→ **DOCUMENT SECTION**
I get to share this knowledge with my talented team of franchisees, and watch as the brand grows from our combined work and talent.

What have the highlights and challenges been during your tenure at Patrice & Associates?
One highlight in my career occurred when I first started recruiting by myself, and discovered that restaurant brands pay a fee for every position they fill through a recruiter. Bob Evans, for instance, pays about several thousand dollars per recruit. I used to send faxes between job seekers and companies, and I learned about the Bob Evans fee because they responded to one of my countless faxes. That discovery changed the entire course of my career.

Another important highlight occurred more recently, when I went into franchising. Since then, my goal has been to help my franchisees. Together, our brand has grown, we've connected some of the world's biggest restaurant brands with the industry's top talent, and we continue to make waves in the restaurant management recruiting sector.

Why did you want to start your own recruitment business?
I was determined to be self-sufficient, and it was the by far the best decision I ever made for myself. Some people might prefer working for an institution, and there's absolutely nothing wrong with that. But I preferred a certain level of independence, and it never ceases to amaze me that I've managed to accomplish this through Patrice & Associates.

What advice can you offer women who are seeking a career in recruitment?
This industry is ideal for women from all different walks of life. Moms who want to stay at home, even people with a disability and limited mobility, can still be incredibly successful as a recruiter. If you can answer a phone or send emails, you already have the most important skills a person needs to be a recruiter.

There are multiple operational models in this business that women can tap into, based on their expectations, ambitions and needs. Whether you want to open an office or work from your living room, there's a way to make that happen as a professional recruiter. This job can offer whatever you want, at whatever time of life you're in.

How do you maintain a work/life balance?
I have to be diligent about time management and scheduling my entire day. By scheduling calls and appointments throughout the day, I can go home after work and leave my job at the office. For people who work at home, it's easy to end up working all the time. Learning to treat a mobile job like a day job with standard business hours is the first step in learning how to keep yourself scheduled and organized.

→ **WHAT THIS EXERCISE ASKS**
a: For each statement about the interview, say whether it agrees with the text by answering yes or no, and quote the words of the text that decide it: (i) The speaker learned about the Bob Evans fee through a reply to a fax. (ii) The speaker says there is something wrong with preferring to work for an institution. (iii) The speaker says people with limited mobility cannot succeed as recruiters.
b: Switch "faxes" to "letters" and write out the interview from "I get to share" to "of my career.".
The material that comes after this plays no part in the work here.

→ **DATA EXTRACT**
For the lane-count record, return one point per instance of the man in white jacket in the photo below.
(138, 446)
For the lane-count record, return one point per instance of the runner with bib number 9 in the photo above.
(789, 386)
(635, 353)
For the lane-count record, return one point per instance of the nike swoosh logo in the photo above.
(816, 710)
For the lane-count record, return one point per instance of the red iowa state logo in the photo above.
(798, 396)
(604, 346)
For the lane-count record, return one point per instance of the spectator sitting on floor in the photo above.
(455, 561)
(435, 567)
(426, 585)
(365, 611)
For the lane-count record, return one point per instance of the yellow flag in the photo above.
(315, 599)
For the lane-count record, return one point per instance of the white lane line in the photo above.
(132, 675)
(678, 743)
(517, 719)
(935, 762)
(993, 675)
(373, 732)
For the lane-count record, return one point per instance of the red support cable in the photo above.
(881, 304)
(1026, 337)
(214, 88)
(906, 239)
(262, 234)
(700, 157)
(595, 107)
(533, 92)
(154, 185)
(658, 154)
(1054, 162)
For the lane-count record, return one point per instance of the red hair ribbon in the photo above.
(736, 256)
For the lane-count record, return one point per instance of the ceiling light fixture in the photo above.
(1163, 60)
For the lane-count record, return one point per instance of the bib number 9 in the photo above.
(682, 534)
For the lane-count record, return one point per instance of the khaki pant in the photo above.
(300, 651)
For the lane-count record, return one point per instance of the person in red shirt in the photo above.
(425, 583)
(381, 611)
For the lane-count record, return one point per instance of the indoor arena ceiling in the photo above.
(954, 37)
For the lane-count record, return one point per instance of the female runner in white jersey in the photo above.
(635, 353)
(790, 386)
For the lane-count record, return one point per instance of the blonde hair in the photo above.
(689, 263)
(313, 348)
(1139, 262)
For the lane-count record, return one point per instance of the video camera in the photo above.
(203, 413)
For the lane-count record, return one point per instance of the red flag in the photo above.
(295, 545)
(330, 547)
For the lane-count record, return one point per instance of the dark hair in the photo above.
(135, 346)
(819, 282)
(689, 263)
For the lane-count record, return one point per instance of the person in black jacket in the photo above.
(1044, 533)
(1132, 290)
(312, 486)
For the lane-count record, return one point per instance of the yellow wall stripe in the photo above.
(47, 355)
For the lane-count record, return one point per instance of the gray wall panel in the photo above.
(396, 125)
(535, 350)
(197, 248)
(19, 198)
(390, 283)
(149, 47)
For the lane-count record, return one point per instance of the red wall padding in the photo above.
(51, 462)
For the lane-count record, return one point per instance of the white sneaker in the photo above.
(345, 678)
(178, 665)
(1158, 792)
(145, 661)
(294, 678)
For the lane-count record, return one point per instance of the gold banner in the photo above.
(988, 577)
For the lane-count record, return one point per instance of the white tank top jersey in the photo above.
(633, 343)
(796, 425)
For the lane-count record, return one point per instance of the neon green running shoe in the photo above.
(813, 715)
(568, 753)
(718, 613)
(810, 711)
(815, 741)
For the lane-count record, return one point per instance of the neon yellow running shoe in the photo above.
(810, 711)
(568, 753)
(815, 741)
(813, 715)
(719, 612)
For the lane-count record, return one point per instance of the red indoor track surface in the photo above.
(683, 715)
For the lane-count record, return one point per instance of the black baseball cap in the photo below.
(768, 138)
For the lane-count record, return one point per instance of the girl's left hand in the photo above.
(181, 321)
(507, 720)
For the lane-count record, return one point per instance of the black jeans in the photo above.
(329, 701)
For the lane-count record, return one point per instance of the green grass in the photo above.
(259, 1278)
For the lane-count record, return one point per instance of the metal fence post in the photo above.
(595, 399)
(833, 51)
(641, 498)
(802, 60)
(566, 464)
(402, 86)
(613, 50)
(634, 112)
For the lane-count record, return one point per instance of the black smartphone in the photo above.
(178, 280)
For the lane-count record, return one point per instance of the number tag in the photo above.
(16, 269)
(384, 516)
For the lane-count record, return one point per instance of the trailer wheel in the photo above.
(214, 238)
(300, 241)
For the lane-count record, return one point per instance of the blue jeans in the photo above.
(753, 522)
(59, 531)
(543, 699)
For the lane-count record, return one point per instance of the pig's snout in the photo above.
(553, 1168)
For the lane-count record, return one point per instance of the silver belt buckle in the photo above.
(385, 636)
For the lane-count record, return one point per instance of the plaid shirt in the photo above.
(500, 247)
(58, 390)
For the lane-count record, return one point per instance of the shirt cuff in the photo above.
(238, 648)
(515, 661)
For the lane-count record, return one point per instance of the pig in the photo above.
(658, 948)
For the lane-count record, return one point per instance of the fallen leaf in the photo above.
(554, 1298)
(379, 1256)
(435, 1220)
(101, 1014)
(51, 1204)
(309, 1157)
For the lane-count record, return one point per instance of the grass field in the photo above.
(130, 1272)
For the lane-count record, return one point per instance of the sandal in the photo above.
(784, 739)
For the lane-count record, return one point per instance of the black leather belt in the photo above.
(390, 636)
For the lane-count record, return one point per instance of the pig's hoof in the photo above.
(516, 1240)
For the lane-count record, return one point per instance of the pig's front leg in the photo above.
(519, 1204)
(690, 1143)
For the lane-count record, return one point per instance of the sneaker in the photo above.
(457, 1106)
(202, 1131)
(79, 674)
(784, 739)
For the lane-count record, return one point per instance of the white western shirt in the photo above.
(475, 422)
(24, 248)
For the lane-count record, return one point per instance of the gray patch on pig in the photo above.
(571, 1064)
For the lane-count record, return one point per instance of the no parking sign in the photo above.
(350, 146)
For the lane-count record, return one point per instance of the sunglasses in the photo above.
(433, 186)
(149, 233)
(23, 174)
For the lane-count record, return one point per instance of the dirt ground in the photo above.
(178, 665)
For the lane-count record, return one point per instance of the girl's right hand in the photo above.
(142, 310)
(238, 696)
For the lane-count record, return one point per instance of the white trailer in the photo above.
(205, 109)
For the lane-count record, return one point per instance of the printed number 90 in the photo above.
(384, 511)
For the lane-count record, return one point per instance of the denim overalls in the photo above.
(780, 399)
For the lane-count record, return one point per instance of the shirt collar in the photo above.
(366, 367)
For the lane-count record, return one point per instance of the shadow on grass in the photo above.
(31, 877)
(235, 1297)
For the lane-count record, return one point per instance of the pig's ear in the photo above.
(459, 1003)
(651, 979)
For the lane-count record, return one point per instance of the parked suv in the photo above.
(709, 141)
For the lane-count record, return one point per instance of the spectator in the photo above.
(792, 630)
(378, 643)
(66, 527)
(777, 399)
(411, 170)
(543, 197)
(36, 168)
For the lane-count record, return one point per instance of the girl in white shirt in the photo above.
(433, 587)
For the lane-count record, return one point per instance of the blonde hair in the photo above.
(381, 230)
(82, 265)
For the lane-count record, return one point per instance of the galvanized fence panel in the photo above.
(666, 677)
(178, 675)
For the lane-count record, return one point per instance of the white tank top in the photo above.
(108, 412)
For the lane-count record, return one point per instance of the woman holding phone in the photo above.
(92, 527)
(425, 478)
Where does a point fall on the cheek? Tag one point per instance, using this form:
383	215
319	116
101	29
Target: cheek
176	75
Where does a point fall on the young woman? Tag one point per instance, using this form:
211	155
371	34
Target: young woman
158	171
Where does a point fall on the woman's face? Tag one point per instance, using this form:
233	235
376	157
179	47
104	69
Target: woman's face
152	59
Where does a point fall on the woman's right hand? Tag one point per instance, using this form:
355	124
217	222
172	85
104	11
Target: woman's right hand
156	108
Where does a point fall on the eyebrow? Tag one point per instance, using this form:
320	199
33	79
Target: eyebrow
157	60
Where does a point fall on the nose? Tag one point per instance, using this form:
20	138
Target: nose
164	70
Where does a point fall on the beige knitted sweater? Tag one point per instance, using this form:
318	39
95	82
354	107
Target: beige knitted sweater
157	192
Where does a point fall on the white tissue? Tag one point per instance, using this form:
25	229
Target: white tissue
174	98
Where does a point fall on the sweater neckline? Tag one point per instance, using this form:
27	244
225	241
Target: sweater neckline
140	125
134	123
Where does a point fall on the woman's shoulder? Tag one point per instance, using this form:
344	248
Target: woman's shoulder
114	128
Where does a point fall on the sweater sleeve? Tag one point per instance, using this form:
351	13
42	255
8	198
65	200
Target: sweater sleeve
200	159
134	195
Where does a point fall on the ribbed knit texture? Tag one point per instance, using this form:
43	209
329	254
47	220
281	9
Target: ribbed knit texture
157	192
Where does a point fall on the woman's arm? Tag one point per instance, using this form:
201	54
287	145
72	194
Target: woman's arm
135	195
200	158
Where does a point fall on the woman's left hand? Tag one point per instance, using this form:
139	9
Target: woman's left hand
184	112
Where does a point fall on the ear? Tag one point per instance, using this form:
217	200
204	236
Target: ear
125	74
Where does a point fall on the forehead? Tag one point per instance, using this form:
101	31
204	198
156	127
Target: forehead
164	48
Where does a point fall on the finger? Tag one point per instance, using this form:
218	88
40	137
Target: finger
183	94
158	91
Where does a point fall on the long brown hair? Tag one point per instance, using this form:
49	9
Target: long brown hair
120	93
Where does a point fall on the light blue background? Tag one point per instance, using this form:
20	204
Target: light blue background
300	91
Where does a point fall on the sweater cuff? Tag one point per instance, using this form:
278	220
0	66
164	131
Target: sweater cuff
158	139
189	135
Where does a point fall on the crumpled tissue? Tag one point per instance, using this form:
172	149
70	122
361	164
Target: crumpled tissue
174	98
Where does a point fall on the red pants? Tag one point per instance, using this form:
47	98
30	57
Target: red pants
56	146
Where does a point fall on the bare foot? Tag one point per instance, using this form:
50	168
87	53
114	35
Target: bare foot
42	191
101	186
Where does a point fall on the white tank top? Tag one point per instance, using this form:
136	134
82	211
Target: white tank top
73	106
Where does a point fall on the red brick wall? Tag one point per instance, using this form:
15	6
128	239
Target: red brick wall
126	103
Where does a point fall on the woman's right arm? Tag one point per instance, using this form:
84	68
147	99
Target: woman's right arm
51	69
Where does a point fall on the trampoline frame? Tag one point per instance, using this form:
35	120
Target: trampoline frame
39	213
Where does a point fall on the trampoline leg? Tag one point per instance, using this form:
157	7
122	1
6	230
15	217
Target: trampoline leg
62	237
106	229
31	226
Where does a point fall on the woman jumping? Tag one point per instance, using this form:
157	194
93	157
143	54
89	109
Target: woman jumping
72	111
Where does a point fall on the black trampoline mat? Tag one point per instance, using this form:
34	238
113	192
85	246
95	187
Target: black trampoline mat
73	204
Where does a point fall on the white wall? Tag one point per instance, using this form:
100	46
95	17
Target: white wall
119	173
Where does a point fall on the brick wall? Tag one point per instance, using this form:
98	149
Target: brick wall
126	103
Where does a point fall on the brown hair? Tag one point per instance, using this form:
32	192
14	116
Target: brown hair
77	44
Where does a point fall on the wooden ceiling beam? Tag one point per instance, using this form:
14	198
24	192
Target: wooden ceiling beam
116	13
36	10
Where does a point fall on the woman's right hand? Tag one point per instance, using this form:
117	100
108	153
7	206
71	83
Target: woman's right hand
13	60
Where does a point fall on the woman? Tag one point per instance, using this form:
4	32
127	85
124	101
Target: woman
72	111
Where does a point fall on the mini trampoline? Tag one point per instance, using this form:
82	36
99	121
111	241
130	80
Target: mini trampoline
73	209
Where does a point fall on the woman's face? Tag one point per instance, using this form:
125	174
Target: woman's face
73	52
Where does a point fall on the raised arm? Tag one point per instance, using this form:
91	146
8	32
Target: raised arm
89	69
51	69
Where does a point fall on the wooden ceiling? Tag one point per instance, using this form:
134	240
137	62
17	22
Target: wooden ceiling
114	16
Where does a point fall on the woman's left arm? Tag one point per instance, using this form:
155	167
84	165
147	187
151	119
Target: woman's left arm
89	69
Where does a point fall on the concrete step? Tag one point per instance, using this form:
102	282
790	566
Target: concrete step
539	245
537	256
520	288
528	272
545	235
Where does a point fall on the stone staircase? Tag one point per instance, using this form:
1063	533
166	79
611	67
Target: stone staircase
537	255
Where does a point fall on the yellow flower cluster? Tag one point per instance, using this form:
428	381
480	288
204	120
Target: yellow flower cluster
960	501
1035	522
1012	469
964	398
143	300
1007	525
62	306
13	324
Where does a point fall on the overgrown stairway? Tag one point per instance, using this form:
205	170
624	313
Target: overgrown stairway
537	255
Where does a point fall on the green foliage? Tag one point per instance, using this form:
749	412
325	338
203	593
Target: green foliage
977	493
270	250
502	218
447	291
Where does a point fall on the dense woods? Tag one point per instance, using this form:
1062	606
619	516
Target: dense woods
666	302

→ **RESPONSE LIST**
a:
(i) Yes: "I learned about the Bob Evans fee because they responded to one of my countless faxes"
(ii) No: "there's absolutely nothing wrong with that"
(iii) No: "even people with a disability and limited mobility, can still be incredibly successful as a recruiter"

b:
I get to share this knowledge with my talented team of franchisees, and watch as the brand grows from our combined work and talent.

What have the highlights and challenges been during your tenure at Patrice & Associates?
One highlight in my career occurred when I first started recruiting by myself, and discovered that restaurant brands pay a fee for every position they fill through a recruiter. Bob Evans, for instance, pays about several thousand dollars per recruit. I used to send letters between job seekers and companies, and I learned about the Bob Evans fee because they responded to one of my countless letters. That discovery changed the entire course of my career.